## SEZIONE DI TESTO
1961: l’America è ancora segregazionista. Sei anni prima c’era stato lo strappo di Rosa Louise Parks, che si era rifiutata di cedere il posto ad un bianco su un autobus; due anni dopo ci sarebbe stato il celebre discorso di Martin Luther King al Lincoln Memorial di Washington (quello dell’I have a dream, per intenderci). L’aria, per le strade, è tesa: ci sono picchetti, cortei, scontri dei manifestanti con le forze dell’ordine. Ma questo fermento, all’interno degli uffici della National Aeronautics and Space Administration, sembra non esser percepito. Alla NASA ci sono settori, bagni, mense e persino caffettiere separate per bianchi e neri; l’eco della protesta, però, pare non essere arrivato. Tutto procede come se lo spazio interno alla struttura fosse impermeabile ai cambiamenti. Tutto, insomma, va avanti come sempre.
Almeno fin quando tre matematiche molto dotate ed altrettanto determinate non decidono di perseguire con forza il loro obiettivo, di inseguire un sogno che pareva fino ad allora irrealizzabile, di andare al di là dell’immaginazione e “vivere l’impossibile”. Le tre donne, le “figure nascoste” del titolo originale del film e del libro da cui è tratto (per inciso, figure vuol dire anche “cifra”, da qui il doppio senso – cifre nascoste / figure nascoste – che anche il titolo italiano riprende nel duplice significato di “contare”), sono la prima afro-americana a diventare ingegnere, Mary Jackson; la responsabile della West Area Computer, Dorothy Vaughan; e, soprattutto, la matematica che ha fatto i calcoli per il primo lancio nello spazio, per il primo lancio orbitale e per molte altre missioni spaziali (compresa quella dell’Apollo 11 che portò l’uomo per la prima volta ad approdare sul suolo lunare), Katherine Johnson.
Tra l’incubo atomico degli anni della guerra fredda e la spasmodica corsa alla conquista dello spazio (con capsule claustrofobiche che rischiano di perdere lo scudo termico e trasformarsi in una palla di fuoco al contatto con l’atmosfera), prende forma, allora, una vicenda di emancipazione da un duplice ordine di discriminazioni: quello della donna all’interno di una società essenzialmente maschilista e, soprattutto, quello delle persone di colore in un contesto dominato da una cultura e da una legislazione segregazioniste. E proprio la sfida tra russi e americani all’occupazione delle rotte orbitali fa da contraltare alla lotta per l’eguaglianza dei diritti tra bianchi e neri, come peraltro ci suggerisce l’arringa di Mary Jackson al giudice che deve consentirle di poter frequentare una scuola per soli bianchi: se Alan Shepard è stato il primo americano a volare nello spazio in un volo suborbitale, Mary chiede di essere la prima donna afro-americana ad entrare in una scuola riservata ai bianchi. Come dire: ad un tassello nella guerra a distanza con i russi per chi comanderà al di là dell’atmosfera, fa da pendant un tassello nella lotta di emancipazione dalla cultura segregazionista. E se tutto questo appare “inaudito”, ben venga; perché ciò che si mette in scena con Il diritto di contare è proprio l’utopia del “vivere l’impossibile”.

## DATI REGISTRATI

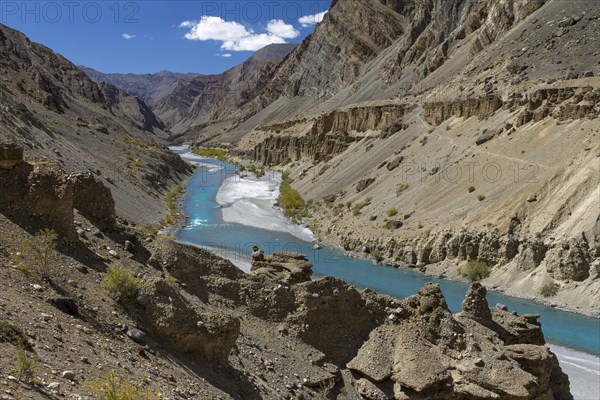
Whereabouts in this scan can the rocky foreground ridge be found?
[0,147,572,399]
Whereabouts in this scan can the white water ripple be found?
[216,174,314,242]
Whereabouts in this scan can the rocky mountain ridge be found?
[79,65,198,107]
[0,25,190,225]
[154,43,297,133]
[188,0,600,314]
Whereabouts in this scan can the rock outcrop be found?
[342,230,598,290]
[254,105,410,165]
[252,252,312,285]
[136,279,240,367]
[0,149,75,240]
[348,284,572,400]
[0,141,23,169]
[423,95,502,125]
[69,173,117,231]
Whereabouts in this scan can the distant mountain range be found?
[80,43,298,133]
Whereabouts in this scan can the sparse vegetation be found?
[540,282,559,297]
[279,172,306,222]
[245,164,265,179]
[192,149,227,162]
[352,196,373,216]
[506,63,522,75]
[371,250,383,262]
[0,321,27,346]
[460,260,490,282]
[396,183,409,196]
[165,183,186,217]
[102,264,142,303]
[15,345,37,384]
[90,370,163,400]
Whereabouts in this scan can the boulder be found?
[135,279,240,367]
[462,282,493,326]
[356,178,375,193]
[546,239,592,281]
[0,141,23,169]
[251,252,312,285]
[69,172,117,231]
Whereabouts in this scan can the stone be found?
[126,329,146,343]
[356,378,388,400]
[558,18,575,28]
[356,178,375,193]
[250,252,312,284]
[124,240,135,253]
[387,156,404,171]
[69,172,117,231]
[462,282,493,326]
[0,141,23,169]
[135,278,240,367]
[48,298,79,315]
[61,370,75,381]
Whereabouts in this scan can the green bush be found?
[352,196,373,216]
[540,282,559,297]
[102,264,142,303]
[90,370,164,400]
[396,183,409,196]
[371,250,383,262]
[15,347,37,383]
[192,149,227,162]
[0,321,27,346]
[278,172,306,220]
[460,260,490,281]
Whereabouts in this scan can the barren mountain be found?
[79,66,197,107]
[186,0,600,313]
[98,82,166,136]
[0,25,189,224]
[154,44,297,133]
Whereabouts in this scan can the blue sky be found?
[0,0,331,74]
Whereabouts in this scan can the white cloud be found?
[267,19,300,39]
[179,16,300,51]
[298,10,327,28]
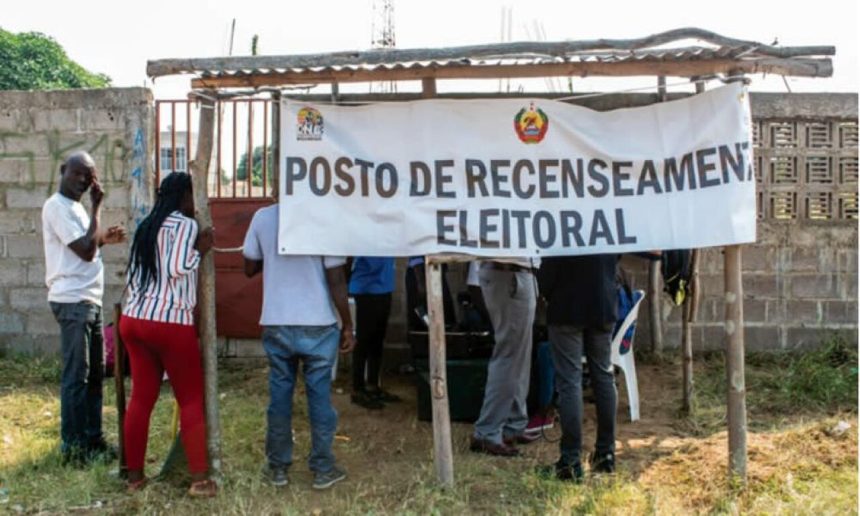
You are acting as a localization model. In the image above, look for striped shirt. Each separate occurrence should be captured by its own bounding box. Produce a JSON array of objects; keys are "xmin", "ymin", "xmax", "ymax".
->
[{"xmin": 122, "ymin": 211, "xmax": 200, "ymax": 326}]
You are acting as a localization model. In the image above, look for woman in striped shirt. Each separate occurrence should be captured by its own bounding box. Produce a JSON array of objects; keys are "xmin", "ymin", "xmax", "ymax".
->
[{"xmin": 119, "ymin": 172, "xmax": 217, "ymax": 496}]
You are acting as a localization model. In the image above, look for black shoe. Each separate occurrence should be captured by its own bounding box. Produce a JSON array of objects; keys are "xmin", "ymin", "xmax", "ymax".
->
[
  {"xmin": 538, "ymin": 459, "xmax": 584, "ymax": 484},
  {"xmin": 367, "ymin": 389, "xmax": 402, "ymax": 403},
  {"xmin": 588, "ymin": 452, "xmax": 615, "ymax": 473},
  {"xmin": 469, "ymin": 437, "xmax": 520, "ymax": 457},
  {"xmin": 87, "ymin": 439, "xmax": 119, "ymax": 463},
  {"xmin": 350, "ymin": 391, "xmax": 385, "ymax": 410}
]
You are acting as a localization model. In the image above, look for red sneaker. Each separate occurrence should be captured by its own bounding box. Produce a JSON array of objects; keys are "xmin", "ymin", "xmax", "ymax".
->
[{"xmin": 525, "ymin": 414, "xmax": 554, "ymax": 435}]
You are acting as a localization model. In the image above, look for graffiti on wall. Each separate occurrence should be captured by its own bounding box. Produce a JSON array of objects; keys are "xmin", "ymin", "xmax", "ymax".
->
[{"xmin": 0, "ymin": 130, "xmax": 130, "ymax": 194}]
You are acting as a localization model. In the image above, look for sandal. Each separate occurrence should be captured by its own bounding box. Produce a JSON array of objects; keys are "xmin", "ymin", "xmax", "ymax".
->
[
  {"xmin": 188, "ymin": 479, "xmax": 218, "ymax": 498},
  {"xmin": 125, "ymin": 477, "xmax": 149, "ymax": 493}
]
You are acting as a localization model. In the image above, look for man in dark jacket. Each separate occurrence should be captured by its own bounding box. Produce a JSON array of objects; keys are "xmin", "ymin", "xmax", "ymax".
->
[{"xmin": 538, "ymin": 255, "xmax": 618, "ymax": 481}]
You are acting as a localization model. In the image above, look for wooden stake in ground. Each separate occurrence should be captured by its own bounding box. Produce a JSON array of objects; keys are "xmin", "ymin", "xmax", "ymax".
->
[
  {"xmin": 724, "ymin": 245, "xmax": 747, "ymax": 484},
  {"xmin": 189, "ymin": 91, "xmax": 221, "ymax": 480},
  {"xmin": 681, "ymin": 249, "xmax": 699, "ymax": 414},
  {"xmin": 421, "ymin": 79, "xmax": 454, "ymax": 487},
  {"xmin": 648, "ymin": 76, "xmax": 667, "ymax": 356},
  {"xmin": 681, "ymin": 78, "xmax": 705, "ymax": 414},
  {"xmin": 425, "ymin": 256, "xmax": 454, "ymax": 487}
]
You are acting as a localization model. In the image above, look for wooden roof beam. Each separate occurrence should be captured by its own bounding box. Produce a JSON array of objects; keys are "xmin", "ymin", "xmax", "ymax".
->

## COMPITO SCRITTO 1
Riporta il passo della recensione che inizia con le parole "1961: l’America è" e termina dopo "avanti come sempre.".
## COMPITO SCRITTO 2
Secondo la recensione, da dove nasce il doppio senso del titolo originale e in che modo lo riprende il titolo italiano? Rispondi in una-tre frasi.

## RISPOSTA ATTESA 1
1961: l’America è ancora segregazionista. Sei anni prima c’era stato lo strappo di Rosa Louise Parks, che si era rifiutata di cedere il posto ad un bianco su un autobus; due anni dopo ci sarebbe stato il celebre discorso di Martin Luther King al Lincoln Memorial di Washington (quello dell’I have a dream, per intenderci). L’aria, per le strade, è tesa: ci sono picchetti, cortei, scontri dei manifestanti con le forze dell’ordine. Ma questo fermento, all’interno degli uffici della National Aeronautics and Space Administration, sembra non esser percepito. Alla NASA ci sono settori, bagni, mense e persino caffettiere separate per bianchi e neri; l’eco della protesta, però, pare non essere arrivato. Tutto procede come se lo spazio interno alla struttura fosse impermeabile ai cambiamenti. Tutto, insomma, va avanti come sempre.

## RISPOSTA ATTESA 2
Nel titolo originale la parola "figure" vuol dire anche "cifra", da cui il doppio senso tra cifre nascoste e figure nascoste. Il titolo italiano lo riprende con il duplice significato di "contare".